Document section:

########################################

# I added 2 lights to my layout



## Dave Sams (Nov 24, 2010)

This was my easiest project yet!

The die cast car had translucent headlights pressed into holes cast in the metal.

A little hot melt glue on 2 LEDs and I'm done.


----------



## Artieiii (Apr 25, 2011)

Looks great!
-Art


----------



## Massey (Apr 16, 2011)

Love the 57 Chevy!! Need to fix the grille ornament some one put it on crooked.

Massey


----------



## Artieiii (Apr 25, 2011)

You could wire it to track power and put a decoder inside to control the lights. Maybe a custom sound project with '57 chevy engine sounds and a horn.....just a thought.
-Art


----------



## gunrunnerjohn (Nov 10, 2010)

Well, since the Chevy isn't going anywhere, you could just wire it to a switch on your control panel.


----------



## Dave Sams (Nov 24, 2010)

Massey said:


> Love the 57 Chevy!! Need to fix the grille ornament some one put it on crooked.
> 
> Massey


I didn't notice the ornament until I looked at the picture. It is amazing what I see in my pictures that I don't see on the table.

Crooked ornaments, dust........


----------



## Dave Sams (Nov 24, 2010)

gunrunnerjohn said:


> Well, since the Chevy isn't going anywhere, you could just wire it to a switch on your control panel.



Great idea, but which one?


----------



## Massey (Apr 16, 2011)

That red one right over there!

Massey


----------



## Davidfd85 (Jul 4, 2011)

No not that red one, the other one over there. That will work better


----------



## Dave Sams (Nov 24, 2010)

The ones on the far right are DC.

The center ones in the top picture are AC.


----------



## Russell (Dec 11, 2009)

Nice Chevy. Very impressive with the lights. My first car was a second-hand 58 Chevy. By the time I got it, it was a rust bucket. Those 55-56-57s really look great.


----------



## Dave Sams (Nov 24, 2010)

I wish it was red.

The color is correct, but a red Chev is the best!


----------

########################################

Entries for identifying locations
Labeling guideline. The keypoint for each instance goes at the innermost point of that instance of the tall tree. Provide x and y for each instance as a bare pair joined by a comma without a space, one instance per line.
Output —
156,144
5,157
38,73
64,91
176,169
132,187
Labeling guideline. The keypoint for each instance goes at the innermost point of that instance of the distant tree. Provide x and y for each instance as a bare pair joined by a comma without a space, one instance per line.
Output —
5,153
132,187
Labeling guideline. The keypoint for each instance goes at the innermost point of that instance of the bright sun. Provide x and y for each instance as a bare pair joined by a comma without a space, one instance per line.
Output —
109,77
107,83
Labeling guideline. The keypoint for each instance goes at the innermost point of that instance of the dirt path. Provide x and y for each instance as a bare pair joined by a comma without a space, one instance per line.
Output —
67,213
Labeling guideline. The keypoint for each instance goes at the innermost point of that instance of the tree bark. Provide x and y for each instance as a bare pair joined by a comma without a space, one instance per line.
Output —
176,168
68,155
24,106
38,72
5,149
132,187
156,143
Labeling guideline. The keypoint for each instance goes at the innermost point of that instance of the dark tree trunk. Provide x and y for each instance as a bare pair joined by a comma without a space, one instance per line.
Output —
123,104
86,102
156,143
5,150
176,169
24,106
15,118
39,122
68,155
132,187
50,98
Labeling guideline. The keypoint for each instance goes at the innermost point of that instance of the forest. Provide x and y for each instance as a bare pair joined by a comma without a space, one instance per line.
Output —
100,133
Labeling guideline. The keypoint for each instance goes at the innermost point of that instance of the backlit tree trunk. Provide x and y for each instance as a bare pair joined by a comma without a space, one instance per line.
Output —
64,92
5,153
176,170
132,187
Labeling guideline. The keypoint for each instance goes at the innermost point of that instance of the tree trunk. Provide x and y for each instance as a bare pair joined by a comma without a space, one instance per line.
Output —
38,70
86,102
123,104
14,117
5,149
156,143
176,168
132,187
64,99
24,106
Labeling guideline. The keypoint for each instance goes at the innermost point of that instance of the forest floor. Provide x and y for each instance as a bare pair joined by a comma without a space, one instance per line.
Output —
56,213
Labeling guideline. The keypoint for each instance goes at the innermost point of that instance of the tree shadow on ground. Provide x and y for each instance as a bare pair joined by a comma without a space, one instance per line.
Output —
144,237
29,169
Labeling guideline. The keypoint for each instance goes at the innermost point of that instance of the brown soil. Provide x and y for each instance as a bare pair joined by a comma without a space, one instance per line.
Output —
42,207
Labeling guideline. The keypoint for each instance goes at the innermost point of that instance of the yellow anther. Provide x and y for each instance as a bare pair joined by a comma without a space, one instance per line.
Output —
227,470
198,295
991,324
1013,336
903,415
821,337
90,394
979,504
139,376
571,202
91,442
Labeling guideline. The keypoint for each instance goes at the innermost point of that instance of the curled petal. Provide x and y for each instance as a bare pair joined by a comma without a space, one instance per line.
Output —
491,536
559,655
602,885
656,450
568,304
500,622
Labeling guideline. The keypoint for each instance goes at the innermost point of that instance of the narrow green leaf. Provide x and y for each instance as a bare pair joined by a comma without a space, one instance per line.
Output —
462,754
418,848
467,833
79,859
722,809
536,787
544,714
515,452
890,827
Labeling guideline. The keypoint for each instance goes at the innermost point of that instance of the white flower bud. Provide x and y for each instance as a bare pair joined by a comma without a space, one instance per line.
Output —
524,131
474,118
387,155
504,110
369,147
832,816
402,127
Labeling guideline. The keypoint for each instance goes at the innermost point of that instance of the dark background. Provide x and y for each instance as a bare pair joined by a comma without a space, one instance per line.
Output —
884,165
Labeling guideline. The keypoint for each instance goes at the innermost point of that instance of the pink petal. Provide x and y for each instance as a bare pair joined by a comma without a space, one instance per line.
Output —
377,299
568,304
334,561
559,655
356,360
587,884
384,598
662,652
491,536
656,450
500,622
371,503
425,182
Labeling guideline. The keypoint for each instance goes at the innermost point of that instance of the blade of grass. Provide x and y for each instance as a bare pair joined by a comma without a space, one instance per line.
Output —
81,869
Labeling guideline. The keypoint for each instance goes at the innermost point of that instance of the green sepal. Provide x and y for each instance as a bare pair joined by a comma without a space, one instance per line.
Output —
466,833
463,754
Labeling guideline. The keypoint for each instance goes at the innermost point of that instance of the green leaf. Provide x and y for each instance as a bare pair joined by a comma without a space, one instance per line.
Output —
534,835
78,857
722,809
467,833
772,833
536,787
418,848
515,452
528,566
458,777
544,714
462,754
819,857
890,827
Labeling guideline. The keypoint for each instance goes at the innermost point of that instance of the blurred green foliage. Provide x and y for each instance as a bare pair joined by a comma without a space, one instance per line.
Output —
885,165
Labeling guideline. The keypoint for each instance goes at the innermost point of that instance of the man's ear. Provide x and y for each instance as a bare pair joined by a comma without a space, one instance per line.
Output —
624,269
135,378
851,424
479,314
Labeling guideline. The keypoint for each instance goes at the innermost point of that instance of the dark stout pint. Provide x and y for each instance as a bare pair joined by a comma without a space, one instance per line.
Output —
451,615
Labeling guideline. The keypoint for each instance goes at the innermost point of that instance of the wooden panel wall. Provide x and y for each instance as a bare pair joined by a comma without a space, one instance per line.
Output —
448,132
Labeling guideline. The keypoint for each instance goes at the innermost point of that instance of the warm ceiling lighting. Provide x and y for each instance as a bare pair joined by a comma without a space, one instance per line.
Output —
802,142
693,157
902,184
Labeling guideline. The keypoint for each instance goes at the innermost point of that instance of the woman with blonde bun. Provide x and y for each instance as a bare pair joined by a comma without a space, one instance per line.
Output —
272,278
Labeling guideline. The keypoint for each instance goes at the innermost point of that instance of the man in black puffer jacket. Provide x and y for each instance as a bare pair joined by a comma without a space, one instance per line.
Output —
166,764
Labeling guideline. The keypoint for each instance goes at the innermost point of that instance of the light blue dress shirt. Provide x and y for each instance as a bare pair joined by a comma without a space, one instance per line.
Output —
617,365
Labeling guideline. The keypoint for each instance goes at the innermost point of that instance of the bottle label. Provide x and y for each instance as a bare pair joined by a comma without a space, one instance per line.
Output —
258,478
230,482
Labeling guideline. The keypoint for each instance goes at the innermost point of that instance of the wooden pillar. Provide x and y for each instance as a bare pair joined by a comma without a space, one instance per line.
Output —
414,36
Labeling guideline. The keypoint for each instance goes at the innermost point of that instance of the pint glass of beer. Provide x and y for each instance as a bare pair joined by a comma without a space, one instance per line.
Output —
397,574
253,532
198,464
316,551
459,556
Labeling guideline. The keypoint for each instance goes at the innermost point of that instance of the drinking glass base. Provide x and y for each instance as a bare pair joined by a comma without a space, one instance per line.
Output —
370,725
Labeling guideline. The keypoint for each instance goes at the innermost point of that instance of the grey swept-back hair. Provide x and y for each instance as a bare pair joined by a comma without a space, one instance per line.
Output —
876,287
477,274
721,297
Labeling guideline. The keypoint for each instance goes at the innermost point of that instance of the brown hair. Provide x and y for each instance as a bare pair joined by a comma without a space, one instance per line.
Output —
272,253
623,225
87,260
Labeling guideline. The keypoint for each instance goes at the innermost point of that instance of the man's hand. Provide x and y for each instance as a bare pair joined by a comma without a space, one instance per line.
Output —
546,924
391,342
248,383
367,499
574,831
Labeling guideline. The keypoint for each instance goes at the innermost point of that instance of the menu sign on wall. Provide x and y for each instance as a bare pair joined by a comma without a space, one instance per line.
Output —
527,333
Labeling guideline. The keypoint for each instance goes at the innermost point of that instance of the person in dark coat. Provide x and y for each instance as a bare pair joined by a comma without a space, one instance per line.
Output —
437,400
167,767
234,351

########################################

Exercise instructions:
A) Repeat the portion of the forum thread that starts at the words "The die cast" and ends after "Looks great!".
B) Pick out every line of the entries containing the string "backlit", matching case.
These entries are unrelated to the forum thread.

The results:
A)
The die cast car had translucent headlights pressed into holes cast in the metal.

A little hot melt glue on 2 LEDs and I'm done.


----------



## Artieiii (Apr 25, 2011)

Looks great!

B)
Labeling guideline. The keypoint for each instance goes at the innermost point of that instance of the backlit tree trunk. Provide x and y for each instance as a bare pair joined by a comma without a space, one instance per line.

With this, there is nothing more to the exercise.